> **TASK REQUIREMENTS**:
Each record that follows must be reproduced exactly.

Natural language region descriptions:
--*--

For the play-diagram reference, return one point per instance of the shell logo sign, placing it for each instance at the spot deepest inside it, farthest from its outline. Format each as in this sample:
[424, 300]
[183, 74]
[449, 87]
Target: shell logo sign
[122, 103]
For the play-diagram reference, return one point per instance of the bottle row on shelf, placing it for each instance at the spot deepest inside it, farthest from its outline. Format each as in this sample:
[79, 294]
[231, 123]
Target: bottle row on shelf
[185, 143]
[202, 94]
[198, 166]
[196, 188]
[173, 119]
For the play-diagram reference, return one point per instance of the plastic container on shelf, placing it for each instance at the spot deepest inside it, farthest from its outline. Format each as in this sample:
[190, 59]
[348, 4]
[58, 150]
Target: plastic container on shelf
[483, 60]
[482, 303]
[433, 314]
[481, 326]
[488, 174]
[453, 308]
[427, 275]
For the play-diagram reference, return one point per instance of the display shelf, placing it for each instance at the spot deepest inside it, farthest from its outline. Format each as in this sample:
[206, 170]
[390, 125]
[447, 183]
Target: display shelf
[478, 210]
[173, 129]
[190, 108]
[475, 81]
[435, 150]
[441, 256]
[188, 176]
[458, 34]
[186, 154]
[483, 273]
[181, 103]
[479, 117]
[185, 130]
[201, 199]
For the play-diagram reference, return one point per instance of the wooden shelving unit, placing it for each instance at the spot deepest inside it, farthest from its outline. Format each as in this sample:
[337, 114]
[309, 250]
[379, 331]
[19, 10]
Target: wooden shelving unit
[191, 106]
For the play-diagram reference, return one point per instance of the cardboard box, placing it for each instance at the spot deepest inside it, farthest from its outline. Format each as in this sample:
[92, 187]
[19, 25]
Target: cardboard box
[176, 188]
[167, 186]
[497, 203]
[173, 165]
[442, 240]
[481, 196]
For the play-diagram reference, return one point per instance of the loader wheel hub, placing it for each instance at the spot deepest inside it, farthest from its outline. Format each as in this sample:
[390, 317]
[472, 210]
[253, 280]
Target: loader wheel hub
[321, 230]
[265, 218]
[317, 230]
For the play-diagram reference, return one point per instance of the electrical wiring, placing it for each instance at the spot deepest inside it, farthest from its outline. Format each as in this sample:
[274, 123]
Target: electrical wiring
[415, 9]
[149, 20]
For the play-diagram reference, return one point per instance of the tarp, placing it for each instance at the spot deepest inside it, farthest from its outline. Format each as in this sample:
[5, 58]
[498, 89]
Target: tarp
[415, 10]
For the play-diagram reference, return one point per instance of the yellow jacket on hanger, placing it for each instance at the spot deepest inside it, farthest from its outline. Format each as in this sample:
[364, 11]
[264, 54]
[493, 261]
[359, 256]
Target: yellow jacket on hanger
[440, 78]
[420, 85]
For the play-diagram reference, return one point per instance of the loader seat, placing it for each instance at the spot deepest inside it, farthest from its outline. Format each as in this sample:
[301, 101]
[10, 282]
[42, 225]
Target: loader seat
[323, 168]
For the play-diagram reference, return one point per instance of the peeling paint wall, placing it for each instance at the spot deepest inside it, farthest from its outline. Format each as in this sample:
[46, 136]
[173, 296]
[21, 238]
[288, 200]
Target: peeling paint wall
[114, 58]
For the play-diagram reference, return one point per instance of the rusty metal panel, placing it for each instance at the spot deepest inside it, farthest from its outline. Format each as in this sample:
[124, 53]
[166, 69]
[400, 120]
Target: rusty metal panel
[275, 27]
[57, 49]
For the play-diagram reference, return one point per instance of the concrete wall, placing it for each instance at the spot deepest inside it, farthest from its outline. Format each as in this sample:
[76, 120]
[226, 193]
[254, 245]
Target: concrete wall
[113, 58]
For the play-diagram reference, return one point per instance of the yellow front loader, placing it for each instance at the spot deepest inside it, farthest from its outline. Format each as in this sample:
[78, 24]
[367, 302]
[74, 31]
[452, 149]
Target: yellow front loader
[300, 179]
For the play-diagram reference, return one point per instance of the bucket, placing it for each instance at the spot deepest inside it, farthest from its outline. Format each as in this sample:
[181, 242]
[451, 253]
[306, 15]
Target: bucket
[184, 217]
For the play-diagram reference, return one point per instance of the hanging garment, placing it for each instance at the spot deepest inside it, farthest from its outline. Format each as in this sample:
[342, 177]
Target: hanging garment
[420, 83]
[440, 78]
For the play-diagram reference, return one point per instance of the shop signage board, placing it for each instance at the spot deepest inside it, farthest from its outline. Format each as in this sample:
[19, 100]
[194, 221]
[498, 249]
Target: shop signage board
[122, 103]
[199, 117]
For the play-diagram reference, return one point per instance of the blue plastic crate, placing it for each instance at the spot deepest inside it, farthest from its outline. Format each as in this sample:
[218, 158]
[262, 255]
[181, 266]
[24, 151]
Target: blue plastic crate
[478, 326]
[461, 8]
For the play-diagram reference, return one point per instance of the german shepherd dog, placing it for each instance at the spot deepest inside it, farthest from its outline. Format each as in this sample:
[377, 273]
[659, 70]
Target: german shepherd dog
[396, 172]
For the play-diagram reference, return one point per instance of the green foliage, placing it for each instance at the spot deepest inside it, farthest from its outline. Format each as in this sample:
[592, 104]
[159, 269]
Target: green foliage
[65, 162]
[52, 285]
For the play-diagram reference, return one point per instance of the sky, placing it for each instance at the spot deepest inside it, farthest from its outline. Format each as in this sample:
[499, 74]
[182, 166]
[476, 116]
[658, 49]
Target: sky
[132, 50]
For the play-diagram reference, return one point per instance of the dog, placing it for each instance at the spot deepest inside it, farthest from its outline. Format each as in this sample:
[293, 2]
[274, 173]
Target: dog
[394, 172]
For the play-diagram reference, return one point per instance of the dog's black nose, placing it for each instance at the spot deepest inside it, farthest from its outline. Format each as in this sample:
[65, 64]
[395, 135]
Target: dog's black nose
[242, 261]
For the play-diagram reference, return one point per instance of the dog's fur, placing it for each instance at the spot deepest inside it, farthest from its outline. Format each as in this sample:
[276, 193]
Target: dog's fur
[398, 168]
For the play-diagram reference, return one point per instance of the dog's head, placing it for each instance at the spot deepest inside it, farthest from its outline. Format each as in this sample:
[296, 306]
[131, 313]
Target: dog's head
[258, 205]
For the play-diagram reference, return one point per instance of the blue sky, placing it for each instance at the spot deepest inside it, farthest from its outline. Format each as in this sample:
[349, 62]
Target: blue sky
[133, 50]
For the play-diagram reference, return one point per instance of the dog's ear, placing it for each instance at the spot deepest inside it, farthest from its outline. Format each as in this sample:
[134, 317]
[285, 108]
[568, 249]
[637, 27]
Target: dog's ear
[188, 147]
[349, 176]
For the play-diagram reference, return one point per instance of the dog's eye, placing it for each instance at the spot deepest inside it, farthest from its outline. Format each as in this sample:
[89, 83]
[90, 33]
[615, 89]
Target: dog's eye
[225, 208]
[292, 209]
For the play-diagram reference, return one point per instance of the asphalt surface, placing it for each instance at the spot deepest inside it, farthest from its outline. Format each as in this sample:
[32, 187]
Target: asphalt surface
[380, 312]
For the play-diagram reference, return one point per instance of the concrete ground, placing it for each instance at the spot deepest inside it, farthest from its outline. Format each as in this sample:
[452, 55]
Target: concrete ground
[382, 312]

--*--

> **TASK OUTPUT**:
For the play-diagram reference, return one point per instance of the shell logo sign, placing it for each instance at the spot deepest inside it, farthest from its outline. Format each as in this sample:
[424, 300]
[183, 74]
[449, 87]
Target: shell logo sign
[122, 103]
For the play-diagram reference, return one point per instance of the bottle row on shelf, placing it for each instance at the spot deepest inside it, farthest from its outline. Format each as in this sample:
[79, 294]
[231, 123]
Target: bottle row on shelf
[185, 143]
[202, 94]
[198, 166]
[196, 188]
[173, 119]
For the play-diagram reference, return one point per instance of the plastic container on shelf, placing it for each instance at the spot deepest inside it, farthest from its outline. Format each as in this sample:
[190, 59]
[348, 4]
[58, 150]
Target: plastic container on shelf
[483, 60]
[482, 303]
[433, 314]
[481, 326]
[488, 174]
[453, 308]
[427, 275]
For the play-diagram reference, return one point per instance of the display shelf, placing it for each instance at the spot deepest inside it, farthest from its outline. Format each as in this sample:
[206, 170]
[390, 125]
[447, 183]
Target: display shelf
[478, 210]
[173, 129]
[190, 108]
[475, 81]
[435, 150]
[441, 256]
[188, 176]
[458, 34]
[186, 154]
[483, 273]
[181, 103]
[479, 117]
[185, 130]
[201, 199]
For the play-diagram reference, return one point per instance of the wooden shelving unit, placing it for each instance at the spot deepest inside it, farthest from its outline. Format each as in this sample:
[337, 114]
[309, 250]
[379, 331]
[19, 10]
Target: wooden shelving unit
[191, 106]
For the play-diagram reference, return one point per instance of the cardboard box, placing it for each instance at the spot deepest inside it, farthest from its outline. Format each as in this sample:
[92, 187]
[19, 25]
Target: cardboard box
[176, 188]
[167, 186]
[497, 203]
[173, 165]
[442, 240]
[481, 196]
For the play-diagram reference, return one point per instance of the loader wheel hub, placing it for each instance at the spot deepest inside it, farthest from its outline. Format each as in this sample:
[390, 317]
[472, 210]
[253, 280]
Target: loader wheel hub
[321, 230]
[265, 218]
[317, 230]
For the play-diagram reference, return one point per instance of the electrical wiring, placing it for each instance at the spot deepest inside it, farthest from its outline. Format each as in this sample:
[274, 123]
Target: electrical wiring
[415, 9]
[149, 20]
For the play-diagram reference, return one point per instance of the tarp, placing it for each instance at the spot deepest inside it, farthest from its outline. Format each as in this sample:
[5, 58]
[498, 89]
Target: tarp
[415, 10]
For the play-diagram reference, return one point per instance of the yellow jacket on hanger, placing it for each instance at the spot deepest inside it, farthest from its outline. Format each as in this sample:
[364, 11]
[264, 54]
[493, 261]
[359, 256]
Target: yellow jacket on hanger
[440, 78]
[420, 85]
For the play-diagram reference, return one point per instance of the loader seat, placing it for each instance at the spot deepest inside it, farthest from its outline. Format each as in this sample:
[301, 101]
[10, 282]
[42, 225]
Target: loader seat
[323, 168]
For the play-diagram reference, return one point per instance of the peeling paint wall, placing it for each instance at the spot deepest inside it, farthest from its outline. Format each as in this sample:
[46, 136]
[173, 296]
[21, 238]
[288, 200]
Target: peeling paint wall
[114, 58]
For the play-diagram reference, return one point per instance of the rusty metal panel, placing it for each instance at the spot deepest inside it, farthest from its outline. Format each as in this sample:
[124, 53]
[166, 69]
[400, 120]
Target: rusty metal panel
[275, 27]
[57, 49]
For the play-diagram reference, return one point per instance of the concrete wall, placing it for each instance at the spot deepest inside it, farthest from its outline. Format each as in this sample:
[76, 120]
[226, 193]
[254, 245]
Target: concrete wall
[113, 58]
For the play-diagram reference, return one point per instance of the yellow front loader, placing it for each instance at the spot deepest inside it, farthest from its outline. Format each as in this sample:
[78, 24]
[367, 302]
[74, 31]
[452, 149]
Target: yellow front loader
[300, 179]
For the play-diagram reference, return one point per instance of the bucket, placing it for each instance at the spot deepest inside it, farthest from its outline. Format each as in this sample:
[181, 242]
[451, 253]
[306, 15]
Target: bucket
[184, 217]
For the play-diagram reference, return one point per instance of the hanging garment, placing it for each instance at the spot deepest inside it, farthest from its outline. Format each as in this sample:
[342, 177]
Target: hanging garment
[420, 83]
[440, 78]
For the play-diagram reference, return one point per instance of the shop signage board, placing it for each instance at the spot deepest inside it, farthest from its outline. Format each as in this sample:
[19, 100]
[194, 221]
[498, 249]
Target: shop signage board
[122, 103]
[199, 117]
For the play-diagram reference, return one point per instance of the blue plastic crate, placing it for each instance at the spot deepest inside it, farthest from its outline. Format each as in this sample:
[218, 158]
[262, 255]
[181, 266]
[24, 151]
Target: blue plastic crate
[478, 326]
[461, 8]
For the play-diagram reference, return one point per instance of the german shepherd dog, placing it for each instance at the spot deepest inside it, farthest from its outline. Format each as in this sample:
[377, 273]
[659, 70]
Target: german shepherd dog
[396, 172]
For the play-diagram reference, return one point per instance of the green foliage, placing it for each instance at the spot deepest inside it, farthest from its outline. Format each as in this sample:
[592, 104]
[159, 269]
Target: green foliage
[65, 162]
[52, 285]
For the play-diagram reference, return one point per instance of the sky, placing it for each instance at the spot deepest inside it, farthest from its outline. Format each as in this sample:
[499, 74]
[182, 166]
[476, 116]
[658, 49]
Target: sky
[132, 50]
For the play-diagram reference, return one point per instance of the dog, placing it for each instance at the spot deepest inside it, farthest from its outline. Format each as in this sample:
[293, 2]
[274, 173]
Target: dog
[394, 172]
For the play-diagram reference, return one point per instance of the dog's black nose, placing it for each instance at the spot deepest inside it, farthest from its outline. Format each as in this sample:
[65, 64]
[395, 135]
Target: dog's black nose
[242, 261]
For the play-diagram reference, return one point per instance of the dog's fur, placing it for each instance at the spot deepest inside it, farthest from its outline. Format each as in this sample:
[276, 193]
Target: dog's fur
[398, 168]
For the play-diagram reference, return one point per instance of the dog's head, placing it for each instance at the spot deepest inside it, farthest from its outline. Format each as in this sample:
[296, 306]
[131, 313]
Target: dog's head
[258, 205]
For the play-diagram reference, return one point per instance of the blue sky, placing it for each instance at the spot deepest inside it, farthest from its outline. Format each as in this sample:
[349, 62]
Target: blue sky
[133, 50]
For the play-diagram reference, return one point per instance of the dog's ear, placing it for each instance at the spot deepest inside it, farthest from its outline. Format each as in this sample:
[134, 317]
[285, 108]
[568, 249]
[637, 27]
Target: dog's ear
[188, 147]
[349, 176]
For the play-diagram reference, return one point per instance of the dog's eye, placing it for each instance at the spot deepest inside it, farthest from its outline. Format each as in this sample:
[89, 83]
[90, 33]
[615, 89]
Target: dog's eye
[225, 208]
[292, 209]
For the play-diagram reference, return one point per instance of the asphalt surface, placing it for each instance at the spot deepest inside it, farthest from its outline. Format each as in this sample:
[32, 187]
Target: asphalt surface
[380, 312]
For the play-diagram reference, return one point per instance of the concrete ground, placing it for each instance at the spot deepest inside it, farthest from its outline. Format each as in this sample:
[452, 55]
Target: concrete ground
[382, 312]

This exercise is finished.